• _READING PASSAGE_
_ _ _ _ _

Tony Elliott, publisher, was born on 7 January 1947. He died of lung cancer on 17 July 2020, aged 73.
Anthony Michael Manton Elliott was the son of Alan Elliott, the managing director of a food wholesaling company, and Katherine Elliott, a doctor.
He attended a private infant school in Knightsbridge and he boarded at prep schools in Surrey and Sussex.
At 11 he was sent to Stowe, where the highlight of his five years was the Beatles playing a concert at the school in 1963. “John Lennon got out of the car and said: ‘My God, it’s all boys!’,” he recalled. As a student Elliott claimed he was “definitely Division Two”. He transferred to Westminster College for his A Levels and then went onto Keele University where he edited a magazine called Unit, for which he interviewed John Peel and Jimi Hendrix, making invaluable contacts in London’s counterculture.
In 1968 Tony Elliott was a student reading French and history at Keele University when a well-heeled aunt gave him £75 for his 21st birthday. Elliott decided to abandon his studies and use the money to start a magazine.

_ _ _ _ _

• _RECORD SET_
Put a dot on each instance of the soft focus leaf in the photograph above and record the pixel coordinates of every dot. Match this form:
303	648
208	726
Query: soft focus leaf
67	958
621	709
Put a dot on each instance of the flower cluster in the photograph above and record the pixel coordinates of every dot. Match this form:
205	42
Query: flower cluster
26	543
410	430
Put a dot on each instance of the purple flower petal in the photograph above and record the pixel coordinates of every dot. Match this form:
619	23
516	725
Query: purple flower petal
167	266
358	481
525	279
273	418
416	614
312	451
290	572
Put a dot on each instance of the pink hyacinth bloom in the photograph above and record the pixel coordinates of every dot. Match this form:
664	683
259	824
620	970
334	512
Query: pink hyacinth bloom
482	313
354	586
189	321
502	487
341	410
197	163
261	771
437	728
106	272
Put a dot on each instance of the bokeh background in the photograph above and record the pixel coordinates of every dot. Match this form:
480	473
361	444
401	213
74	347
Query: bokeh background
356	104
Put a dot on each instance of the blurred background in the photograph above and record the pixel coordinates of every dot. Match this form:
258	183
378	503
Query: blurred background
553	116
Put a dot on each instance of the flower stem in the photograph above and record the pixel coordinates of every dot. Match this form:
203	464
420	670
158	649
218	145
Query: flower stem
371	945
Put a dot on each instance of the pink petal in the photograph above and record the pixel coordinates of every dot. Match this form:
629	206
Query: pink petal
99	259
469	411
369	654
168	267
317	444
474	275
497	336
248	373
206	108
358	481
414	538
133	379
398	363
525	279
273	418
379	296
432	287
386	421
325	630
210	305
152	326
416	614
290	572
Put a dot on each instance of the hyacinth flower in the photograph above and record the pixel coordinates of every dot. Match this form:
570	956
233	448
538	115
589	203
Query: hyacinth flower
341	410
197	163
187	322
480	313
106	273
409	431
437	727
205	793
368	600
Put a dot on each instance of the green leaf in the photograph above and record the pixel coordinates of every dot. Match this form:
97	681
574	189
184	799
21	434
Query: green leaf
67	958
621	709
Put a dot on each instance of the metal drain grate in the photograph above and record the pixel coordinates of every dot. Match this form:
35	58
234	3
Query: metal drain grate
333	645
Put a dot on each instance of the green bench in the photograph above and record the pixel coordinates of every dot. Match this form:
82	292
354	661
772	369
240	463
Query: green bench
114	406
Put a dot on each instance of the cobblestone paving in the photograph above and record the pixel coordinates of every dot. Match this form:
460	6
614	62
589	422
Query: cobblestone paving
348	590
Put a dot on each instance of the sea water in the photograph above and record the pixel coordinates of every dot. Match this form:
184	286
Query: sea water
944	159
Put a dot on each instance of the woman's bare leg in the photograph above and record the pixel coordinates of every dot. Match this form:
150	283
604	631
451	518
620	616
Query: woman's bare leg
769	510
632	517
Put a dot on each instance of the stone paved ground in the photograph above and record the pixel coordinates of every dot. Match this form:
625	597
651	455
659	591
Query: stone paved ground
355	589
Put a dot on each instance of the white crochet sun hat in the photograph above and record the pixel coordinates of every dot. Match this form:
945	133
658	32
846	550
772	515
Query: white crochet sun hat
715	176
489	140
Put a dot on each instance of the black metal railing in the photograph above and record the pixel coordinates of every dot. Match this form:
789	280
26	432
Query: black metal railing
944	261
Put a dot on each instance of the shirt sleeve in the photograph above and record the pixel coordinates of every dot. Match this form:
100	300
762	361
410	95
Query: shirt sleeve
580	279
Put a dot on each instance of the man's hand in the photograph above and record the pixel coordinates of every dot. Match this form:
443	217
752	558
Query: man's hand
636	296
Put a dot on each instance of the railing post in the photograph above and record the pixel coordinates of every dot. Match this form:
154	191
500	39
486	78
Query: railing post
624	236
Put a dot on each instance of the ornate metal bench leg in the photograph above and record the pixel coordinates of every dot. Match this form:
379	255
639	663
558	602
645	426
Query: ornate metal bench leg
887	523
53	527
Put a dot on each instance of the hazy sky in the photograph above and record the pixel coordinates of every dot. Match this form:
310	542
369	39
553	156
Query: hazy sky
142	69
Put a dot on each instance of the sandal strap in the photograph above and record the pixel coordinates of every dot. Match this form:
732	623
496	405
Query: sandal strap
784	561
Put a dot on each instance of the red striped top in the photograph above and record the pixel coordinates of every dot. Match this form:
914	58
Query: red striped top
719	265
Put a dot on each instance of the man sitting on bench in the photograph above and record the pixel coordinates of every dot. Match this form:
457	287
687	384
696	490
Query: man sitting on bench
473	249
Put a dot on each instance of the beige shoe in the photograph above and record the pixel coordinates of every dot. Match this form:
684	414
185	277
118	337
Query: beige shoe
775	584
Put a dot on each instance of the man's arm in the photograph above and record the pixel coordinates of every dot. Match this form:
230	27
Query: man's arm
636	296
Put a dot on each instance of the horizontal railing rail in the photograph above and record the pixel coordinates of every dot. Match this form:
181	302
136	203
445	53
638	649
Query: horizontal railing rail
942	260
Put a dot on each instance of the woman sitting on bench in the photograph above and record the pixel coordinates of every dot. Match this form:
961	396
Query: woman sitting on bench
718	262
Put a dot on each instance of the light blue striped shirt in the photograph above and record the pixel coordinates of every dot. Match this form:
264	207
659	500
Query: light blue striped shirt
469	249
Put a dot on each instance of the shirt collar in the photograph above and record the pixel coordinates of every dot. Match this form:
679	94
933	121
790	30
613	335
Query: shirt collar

_ _ _ _ _

• _WORK INSTRUCTIONS_
• 1. Copy the text about Tony Elliott between "He attended a" and "start a magazine.", inclusive.
• 2. Using the text about Tony Elliott, say yes or no to each statement and quote the words that decide it. (a) Elliott's mother was a doctor. (b) Elliott was sent to Stowe at the age of 13. (c) At Keele University, Elliott was reading French and history.

• _SOLUTION SET_
• 1.
He attended a private infant school in Knightsbridge and he boarded at prep schools in Surrey and Sussex.
At 11 he was sent to Stowe, where the highlight of his five years was the Beatles playing a concert at the school in 1963. “John Lennon got out of the car and said: ‘My God, it’s all boys!’,” he recalled. As a student Elliott claimed he was “definitely Division Two”. He transferred to Westminster College for his A Levels and then went onto Keele University where he edited a magazine called Unit, for which he interviewed John Peel and Jimi Hendrix, making invaluable contacts in London’s counterculture.
In 1968 Tony Elliott was a student reading French and history at Keele University when a well-heeled aunt gave him £75 for his 21st birthday. Elliott decided to abandon his studies and use the money to start a magazine.

• 2.
(a) Yes: "Katherine Elliott, a doctor"
(b) No: "At 11 he was sent to Stowe"
(c) Yes: "a student reading French and history at Keele University"